计算机工程与应用 ›› 2014, Vol. 50 ›› Issue (15): 75-81.

• 网络、通信、安全 • 上一篇    下一篇

基于Web的中文陈述句正误验证

宋  鑫,张  瑜,胡  轶   

  1. 河北大学 数学与计算机学院,河北 保定 071002
  • 出版日期:2014-08-01 发布日期:2014-08-04

Verifying truthfulness of Chinese fact statements based on Web

SONG Xin, ZHANG Yu, HU Yi   

  1. College of Mathematics & Computer Science, Hebei University, Baoding, Hebei 071002, China
  • Online:2014-08-01 Published:2014-08-04

摘要: 针对Web页中存在不少不真实信息的问题,提出了一个两步的方法来鉴别一个中文陈述句是否是事实。第一步根据陈述句中的不确定单元对陈述句进行分类扩展,找到一些和待验证陈述句主题匹配的候选陈述句。第二步把候选陈述句代入现有搜索引擎,确定出最有可能的候选。这两步过程都需要从主流的搜索引擎的搜索结果中抽取各种特性。实验结果表明,准确率可以达到85%以上。经过改进,该技术可以用来评测网页的可信度。

[所给材料]
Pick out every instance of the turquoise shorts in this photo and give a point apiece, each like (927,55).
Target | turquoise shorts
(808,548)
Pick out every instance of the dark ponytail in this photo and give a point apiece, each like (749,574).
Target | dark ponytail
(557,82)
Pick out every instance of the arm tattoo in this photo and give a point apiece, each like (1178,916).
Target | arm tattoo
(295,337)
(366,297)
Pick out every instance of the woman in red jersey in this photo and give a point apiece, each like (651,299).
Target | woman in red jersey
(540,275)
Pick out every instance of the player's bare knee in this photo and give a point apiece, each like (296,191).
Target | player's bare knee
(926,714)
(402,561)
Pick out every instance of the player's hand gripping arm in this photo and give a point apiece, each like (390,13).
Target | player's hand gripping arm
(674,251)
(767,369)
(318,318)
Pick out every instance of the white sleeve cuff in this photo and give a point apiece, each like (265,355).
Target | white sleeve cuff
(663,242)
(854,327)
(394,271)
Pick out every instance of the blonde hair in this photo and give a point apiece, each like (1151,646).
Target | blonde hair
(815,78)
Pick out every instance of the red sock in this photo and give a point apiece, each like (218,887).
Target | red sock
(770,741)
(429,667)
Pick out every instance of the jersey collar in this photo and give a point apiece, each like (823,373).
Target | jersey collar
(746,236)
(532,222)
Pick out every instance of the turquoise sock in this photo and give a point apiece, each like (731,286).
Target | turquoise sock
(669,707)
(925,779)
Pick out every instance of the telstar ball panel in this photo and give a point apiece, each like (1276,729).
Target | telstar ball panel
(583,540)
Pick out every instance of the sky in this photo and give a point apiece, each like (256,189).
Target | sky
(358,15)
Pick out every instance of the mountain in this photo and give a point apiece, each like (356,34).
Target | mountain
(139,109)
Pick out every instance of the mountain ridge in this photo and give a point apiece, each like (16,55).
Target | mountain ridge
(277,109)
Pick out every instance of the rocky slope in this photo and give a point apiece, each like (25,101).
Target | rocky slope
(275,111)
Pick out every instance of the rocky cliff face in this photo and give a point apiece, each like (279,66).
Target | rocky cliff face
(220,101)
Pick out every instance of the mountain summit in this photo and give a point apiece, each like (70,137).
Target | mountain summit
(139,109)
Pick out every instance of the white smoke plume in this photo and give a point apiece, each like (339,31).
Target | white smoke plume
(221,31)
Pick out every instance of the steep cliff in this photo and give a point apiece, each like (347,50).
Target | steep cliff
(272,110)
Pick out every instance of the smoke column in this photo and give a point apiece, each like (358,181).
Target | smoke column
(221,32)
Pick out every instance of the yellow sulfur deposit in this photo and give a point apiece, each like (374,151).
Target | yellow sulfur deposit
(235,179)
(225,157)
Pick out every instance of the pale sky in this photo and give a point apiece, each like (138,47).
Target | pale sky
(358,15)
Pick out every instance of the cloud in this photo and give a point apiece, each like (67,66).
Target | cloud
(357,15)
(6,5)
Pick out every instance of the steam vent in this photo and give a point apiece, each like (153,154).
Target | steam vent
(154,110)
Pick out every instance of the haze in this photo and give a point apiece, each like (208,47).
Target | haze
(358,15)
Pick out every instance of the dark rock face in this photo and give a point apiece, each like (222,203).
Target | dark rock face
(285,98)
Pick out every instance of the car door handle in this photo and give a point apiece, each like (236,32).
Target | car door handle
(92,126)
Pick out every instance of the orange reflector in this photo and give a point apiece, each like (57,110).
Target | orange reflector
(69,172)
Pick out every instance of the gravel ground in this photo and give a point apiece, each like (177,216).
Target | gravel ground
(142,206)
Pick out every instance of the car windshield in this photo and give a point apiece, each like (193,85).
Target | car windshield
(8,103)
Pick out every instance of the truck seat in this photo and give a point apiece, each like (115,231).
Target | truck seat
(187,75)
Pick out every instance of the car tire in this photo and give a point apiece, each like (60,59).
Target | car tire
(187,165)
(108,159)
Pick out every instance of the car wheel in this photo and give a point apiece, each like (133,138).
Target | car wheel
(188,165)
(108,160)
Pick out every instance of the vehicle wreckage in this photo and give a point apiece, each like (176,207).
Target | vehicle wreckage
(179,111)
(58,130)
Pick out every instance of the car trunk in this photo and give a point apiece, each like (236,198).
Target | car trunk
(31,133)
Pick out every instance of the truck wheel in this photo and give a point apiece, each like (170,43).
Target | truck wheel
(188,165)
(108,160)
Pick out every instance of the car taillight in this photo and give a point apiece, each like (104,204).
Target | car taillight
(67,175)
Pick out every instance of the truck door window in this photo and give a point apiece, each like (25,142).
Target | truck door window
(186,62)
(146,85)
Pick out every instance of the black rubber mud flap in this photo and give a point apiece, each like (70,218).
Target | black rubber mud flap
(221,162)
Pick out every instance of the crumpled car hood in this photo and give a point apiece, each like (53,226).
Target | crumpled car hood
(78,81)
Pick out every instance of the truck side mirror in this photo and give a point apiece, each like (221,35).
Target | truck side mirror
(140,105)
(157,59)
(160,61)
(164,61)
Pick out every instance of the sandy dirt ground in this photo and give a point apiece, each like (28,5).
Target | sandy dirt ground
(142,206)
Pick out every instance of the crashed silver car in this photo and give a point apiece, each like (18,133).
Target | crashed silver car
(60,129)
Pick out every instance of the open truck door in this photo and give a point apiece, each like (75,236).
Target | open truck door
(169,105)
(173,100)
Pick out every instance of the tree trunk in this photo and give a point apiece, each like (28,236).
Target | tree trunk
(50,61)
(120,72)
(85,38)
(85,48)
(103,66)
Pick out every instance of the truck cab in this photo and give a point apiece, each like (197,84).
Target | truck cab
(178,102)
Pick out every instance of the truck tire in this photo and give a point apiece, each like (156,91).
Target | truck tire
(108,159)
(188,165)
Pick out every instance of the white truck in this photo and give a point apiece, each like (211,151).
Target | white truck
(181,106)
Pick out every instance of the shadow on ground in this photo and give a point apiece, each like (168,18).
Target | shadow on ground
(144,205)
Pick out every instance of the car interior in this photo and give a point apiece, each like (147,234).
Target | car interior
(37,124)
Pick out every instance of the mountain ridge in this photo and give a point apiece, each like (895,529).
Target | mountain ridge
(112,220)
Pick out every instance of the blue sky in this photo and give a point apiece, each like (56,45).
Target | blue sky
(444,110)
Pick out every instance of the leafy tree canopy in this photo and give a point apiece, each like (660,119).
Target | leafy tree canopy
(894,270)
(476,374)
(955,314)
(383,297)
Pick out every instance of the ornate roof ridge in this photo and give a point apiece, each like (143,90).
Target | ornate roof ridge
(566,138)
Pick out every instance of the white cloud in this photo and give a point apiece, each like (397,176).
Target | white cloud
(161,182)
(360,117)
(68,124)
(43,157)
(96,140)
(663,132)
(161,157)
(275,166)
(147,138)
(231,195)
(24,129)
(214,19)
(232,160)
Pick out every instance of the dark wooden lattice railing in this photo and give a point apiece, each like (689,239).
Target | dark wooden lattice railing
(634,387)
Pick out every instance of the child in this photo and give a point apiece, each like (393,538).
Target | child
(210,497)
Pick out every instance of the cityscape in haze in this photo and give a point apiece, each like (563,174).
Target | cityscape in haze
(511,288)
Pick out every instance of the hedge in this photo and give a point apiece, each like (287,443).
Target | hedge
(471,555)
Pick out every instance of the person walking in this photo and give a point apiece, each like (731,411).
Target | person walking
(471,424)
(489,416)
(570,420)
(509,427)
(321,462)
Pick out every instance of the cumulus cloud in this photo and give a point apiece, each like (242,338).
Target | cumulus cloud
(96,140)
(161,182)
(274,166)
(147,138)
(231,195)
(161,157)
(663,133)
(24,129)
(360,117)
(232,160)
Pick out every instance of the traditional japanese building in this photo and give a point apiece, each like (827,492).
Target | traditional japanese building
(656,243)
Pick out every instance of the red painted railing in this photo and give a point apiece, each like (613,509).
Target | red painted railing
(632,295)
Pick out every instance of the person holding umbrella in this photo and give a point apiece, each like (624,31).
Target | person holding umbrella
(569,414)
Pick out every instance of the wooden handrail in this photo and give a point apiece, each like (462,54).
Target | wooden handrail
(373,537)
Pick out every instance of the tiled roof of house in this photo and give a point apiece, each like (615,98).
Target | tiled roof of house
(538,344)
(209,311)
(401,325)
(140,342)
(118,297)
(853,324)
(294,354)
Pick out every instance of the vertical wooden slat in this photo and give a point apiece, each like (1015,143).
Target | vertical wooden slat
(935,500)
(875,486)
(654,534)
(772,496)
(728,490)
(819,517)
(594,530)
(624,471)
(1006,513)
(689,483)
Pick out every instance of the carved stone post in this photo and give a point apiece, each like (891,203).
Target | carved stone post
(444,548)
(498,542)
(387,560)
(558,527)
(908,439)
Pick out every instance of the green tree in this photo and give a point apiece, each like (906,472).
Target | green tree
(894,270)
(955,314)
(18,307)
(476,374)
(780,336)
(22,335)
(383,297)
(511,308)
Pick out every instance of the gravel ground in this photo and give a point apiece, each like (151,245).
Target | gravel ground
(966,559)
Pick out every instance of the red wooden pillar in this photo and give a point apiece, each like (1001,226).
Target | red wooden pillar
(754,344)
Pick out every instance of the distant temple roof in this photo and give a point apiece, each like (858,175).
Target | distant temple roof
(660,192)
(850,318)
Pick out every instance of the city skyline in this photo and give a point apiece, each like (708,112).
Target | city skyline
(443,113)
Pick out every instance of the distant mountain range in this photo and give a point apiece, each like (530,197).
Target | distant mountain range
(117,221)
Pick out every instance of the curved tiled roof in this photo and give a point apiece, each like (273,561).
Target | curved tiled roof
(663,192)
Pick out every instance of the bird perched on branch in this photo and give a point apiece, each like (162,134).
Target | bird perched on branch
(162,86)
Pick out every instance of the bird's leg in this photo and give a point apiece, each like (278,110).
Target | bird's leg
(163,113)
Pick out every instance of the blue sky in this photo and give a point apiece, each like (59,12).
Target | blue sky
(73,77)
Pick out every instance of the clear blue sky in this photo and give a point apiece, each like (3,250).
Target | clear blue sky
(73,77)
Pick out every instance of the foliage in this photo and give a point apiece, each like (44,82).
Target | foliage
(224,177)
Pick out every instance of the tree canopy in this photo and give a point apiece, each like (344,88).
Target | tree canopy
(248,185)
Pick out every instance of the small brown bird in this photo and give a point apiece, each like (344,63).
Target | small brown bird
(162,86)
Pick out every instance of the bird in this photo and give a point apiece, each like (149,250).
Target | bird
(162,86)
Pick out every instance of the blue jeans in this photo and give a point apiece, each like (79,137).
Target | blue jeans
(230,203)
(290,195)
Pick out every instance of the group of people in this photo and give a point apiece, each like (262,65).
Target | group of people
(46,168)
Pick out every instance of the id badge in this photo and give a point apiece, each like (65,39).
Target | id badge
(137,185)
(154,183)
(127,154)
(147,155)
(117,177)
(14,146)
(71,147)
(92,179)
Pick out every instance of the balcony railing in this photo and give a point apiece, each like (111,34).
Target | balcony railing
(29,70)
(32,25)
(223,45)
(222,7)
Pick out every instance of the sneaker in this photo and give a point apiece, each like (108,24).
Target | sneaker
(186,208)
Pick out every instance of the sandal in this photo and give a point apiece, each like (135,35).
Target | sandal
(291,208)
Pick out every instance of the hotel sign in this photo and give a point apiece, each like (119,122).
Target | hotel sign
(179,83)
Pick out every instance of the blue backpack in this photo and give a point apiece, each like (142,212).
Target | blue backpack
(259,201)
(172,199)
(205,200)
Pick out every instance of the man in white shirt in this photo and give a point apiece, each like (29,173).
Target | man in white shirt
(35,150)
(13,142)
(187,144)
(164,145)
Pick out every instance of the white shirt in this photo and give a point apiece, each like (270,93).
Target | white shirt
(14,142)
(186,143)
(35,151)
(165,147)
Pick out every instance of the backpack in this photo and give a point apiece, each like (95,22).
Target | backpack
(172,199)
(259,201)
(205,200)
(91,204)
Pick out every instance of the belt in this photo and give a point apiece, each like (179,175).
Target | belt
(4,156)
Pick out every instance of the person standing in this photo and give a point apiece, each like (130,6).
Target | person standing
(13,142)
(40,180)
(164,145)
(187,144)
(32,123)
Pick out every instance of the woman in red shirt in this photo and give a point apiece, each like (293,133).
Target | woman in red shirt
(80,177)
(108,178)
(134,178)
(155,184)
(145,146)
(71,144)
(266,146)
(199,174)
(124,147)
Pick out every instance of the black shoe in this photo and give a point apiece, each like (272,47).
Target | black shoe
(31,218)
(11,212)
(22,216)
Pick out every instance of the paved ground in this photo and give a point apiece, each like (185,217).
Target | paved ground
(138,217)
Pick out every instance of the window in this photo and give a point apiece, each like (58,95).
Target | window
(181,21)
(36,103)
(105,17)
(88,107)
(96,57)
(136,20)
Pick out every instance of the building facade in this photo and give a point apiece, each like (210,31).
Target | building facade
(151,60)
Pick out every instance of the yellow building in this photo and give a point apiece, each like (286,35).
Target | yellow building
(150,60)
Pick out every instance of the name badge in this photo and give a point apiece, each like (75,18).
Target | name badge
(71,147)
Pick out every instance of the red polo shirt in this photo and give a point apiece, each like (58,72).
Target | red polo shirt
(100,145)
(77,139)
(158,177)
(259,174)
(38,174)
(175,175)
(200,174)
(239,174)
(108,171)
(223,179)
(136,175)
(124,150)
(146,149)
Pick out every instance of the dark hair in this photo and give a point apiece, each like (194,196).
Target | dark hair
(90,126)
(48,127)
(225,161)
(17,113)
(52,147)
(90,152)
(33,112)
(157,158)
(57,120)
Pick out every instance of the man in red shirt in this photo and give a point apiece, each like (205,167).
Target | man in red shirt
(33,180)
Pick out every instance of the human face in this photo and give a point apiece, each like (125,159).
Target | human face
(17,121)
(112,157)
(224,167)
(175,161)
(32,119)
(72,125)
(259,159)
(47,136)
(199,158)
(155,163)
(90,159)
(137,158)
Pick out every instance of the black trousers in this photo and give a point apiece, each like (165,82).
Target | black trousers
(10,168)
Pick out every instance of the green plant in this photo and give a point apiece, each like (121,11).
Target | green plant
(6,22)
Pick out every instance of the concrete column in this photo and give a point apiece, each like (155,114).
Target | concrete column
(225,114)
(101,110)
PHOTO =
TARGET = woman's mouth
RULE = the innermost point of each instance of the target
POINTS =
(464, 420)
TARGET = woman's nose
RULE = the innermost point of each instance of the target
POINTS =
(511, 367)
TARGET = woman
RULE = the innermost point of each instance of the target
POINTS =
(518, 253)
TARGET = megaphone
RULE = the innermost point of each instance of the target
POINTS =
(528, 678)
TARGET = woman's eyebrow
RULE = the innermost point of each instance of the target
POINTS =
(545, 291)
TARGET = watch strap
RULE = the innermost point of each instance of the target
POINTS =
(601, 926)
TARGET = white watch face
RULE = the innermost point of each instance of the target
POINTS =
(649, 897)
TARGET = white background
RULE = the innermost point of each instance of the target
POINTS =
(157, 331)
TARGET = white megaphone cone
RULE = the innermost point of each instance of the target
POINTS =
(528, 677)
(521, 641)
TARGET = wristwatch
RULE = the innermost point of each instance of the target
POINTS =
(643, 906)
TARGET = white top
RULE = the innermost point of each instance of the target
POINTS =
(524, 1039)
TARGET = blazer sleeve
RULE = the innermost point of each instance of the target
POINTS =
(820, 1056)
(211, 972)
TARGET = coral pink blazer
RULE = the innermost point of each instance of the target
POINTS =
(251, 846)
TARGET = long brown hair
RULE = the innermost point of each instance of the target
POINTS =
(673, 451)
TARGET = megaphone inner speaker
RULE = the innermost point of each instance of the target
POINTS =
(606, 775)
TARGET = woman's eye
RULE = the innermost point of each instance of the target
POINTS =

[任务要求] 根据这篇关于中文陈述句正误验证的论文摘要，实验中该方法的准确率可以达到多少？

[问题解答] 85%以上。